═════ Supplied records
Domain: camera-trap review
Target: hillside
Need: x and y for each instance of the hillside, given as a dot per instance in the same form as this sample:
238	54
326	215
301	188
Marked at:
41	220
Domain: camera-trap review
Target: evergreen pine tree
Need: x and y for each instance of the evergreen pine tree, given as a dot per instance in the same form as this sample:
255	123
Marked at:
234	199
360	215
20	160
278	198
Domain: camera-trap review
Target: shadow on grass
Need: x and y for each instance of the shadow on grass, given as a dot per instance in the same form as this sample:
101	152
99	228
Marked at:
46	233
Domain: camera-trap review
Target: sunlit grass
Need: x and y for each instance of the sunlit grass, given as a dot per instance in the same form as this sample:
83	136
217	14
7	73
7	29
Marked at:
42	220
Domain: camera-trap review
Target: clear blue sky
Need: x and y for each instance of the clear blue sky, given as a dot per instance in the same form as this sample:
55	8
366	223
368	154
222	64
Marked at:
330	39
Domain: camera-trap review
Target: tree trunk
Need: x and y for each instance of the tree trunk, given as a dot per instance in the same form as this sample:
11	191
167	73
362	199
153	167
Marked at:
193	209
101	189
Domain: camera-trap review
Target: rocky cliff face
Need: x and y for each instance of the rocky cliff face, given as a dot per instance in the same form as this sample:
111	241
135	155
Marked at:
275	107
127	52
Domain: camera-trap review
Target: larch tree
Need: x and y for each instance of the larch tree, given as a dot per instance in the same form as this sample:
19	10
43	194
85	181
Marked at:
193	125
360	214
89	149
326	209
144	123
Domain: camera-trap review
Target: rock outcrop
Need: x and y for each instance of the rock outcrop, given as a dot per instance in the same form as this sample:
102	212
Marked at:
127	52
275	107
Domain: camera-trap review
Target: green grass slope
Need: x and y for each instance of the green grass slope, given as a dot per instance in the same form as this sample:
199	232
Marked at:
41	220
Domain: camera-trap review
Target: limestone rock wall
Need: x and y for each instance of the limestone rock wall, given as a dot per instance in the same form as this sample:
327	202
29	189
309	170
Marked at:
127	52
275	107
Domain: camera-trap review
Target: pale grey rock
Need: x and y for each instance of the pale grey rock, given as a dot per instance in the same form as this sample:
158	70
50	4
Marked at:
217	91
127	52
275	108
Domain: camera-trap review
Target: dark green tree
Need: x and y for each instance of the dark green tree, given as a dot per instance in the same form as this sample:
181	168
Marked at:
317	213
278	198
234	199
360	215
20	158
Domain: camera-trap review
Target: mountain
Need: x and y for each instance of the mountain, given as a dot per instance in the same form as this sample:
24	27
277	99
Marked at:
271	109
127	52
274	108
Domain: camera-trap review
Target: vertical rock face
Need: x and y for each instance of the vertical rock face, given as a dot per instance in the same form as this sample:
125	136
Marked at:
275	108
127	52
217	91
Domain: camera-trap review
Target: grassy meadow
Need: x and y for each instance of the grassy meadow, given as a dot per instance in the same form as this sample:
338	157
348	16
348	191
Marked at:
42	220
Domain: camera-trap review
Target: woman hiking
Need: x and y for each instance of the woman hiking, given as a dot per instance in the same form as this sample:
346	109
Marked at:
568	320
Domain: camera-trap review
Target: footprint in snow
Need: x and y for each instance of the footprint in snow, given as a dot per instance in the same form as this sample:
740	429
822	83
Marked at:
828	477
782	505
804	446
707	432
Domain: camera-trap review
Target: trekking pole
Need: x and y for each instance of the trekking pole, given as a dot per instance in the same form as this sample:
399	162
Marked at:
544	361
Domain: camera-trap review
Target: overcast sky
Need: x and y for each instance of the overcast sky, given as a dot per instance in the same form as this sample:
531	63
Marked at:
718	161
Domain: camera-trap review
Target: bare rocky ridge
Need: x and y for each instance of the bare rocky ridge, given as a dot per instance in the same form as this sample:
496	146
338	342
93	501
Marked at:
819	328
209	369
══════════
═════ Supplied records
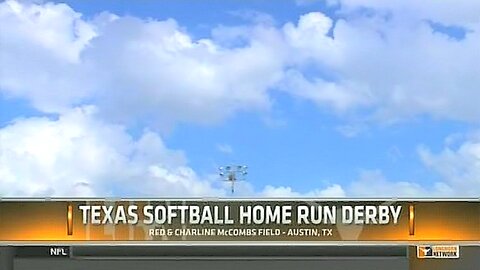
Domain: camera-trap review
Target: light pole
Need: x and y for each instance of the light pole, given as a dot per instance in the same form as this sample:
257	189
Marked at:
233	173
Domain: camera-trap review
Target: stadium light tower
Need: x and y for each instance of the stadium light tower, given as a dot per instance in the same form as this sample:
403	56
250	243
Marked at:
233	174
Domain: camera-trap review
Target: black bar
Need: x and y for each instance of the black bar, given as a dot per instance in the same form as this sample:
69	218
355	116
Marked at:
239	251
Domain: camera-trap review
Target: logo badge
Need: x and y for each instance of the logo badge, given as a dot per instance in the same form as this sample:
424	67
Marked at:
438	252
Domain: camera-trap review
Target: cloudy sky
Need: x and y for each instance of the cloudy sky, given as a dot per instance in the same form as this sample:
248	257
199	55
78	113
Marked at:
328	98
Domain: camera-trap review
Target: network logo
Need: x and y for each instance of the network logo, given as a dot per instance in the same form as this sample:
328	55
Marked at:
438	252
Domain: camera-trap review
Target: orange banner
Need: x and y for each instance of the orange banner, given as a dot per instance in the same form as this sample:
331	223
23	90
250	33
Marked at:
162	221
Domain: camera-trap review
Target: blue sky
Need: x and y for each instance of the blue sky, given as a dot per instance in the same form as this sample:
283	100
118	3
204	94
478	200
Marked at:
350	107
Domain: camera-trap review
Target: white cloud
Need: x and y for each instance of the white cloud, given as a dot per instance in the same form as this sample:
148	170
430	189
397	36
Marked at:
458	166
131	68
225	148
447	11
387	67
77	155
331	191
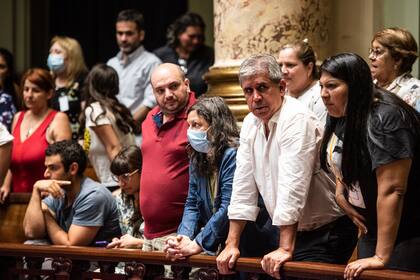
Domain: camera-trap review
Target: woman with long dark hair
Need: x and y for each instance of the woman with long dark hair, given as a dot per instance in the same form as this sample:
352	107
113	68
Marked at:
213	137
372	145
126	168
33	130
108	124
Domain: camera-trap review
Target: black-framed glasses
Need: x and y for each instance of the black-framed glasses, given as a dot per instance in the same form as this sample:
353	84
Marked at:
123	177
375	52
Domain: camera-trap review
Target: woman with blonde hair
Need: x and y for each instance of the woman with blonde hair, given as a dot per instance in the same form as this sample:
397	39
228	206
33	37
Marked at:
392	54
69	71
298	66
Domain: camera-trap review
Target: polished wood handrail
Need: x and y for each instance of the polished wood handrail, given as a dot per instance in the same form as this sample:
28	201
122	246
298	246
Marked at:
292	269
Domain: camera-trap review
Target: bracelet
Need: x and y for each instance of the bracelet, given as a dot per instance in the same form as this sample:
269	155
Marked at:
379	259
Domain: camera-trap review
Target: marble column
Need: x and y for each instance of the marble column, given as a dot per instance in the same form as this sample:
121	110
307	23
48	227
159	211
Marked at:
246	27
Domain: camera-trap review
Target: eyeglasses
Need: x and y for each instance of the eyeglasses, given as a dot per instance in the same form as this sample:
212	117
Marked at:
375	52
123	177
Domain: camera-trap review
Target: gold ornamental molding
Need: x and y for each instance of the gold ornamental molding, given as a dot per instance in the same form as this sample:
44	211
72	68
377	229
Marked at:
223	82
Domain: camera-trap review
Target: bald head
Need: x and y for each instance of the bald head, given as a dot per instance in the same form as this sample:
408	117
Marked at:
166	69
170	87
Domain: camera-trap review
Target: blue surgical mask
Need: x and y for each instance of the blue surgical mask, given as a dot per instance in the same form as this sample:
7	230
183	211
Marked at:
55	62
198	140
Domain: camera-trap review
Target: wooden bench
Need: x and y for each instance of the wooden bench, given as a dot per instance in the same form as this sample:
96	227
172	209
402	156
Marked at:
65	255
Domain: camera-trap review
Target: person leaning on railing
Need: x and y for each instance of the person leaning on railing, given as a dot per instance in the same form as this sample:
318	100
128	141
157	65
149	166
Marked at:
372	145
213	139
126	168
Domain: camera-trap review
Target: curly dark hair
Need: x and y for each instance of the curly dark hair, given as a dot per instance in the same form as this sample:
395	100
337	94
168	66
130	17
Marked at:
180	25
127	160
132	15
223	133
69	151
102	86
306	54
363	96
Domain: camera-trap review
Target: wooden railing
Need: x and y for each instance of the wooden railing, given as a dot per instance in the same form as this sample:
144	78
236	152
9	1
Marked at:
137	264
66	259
══════════
▶ **Given instruction**:
Please collect and copy every line of the listing above that contains the string "eyeglasses". Case counts.

▶ **Output of the exercise**:
Target: eyeglasses
Need: x and y for each instance of the eyeglasses, given as a dot per instance in the same form as this sample:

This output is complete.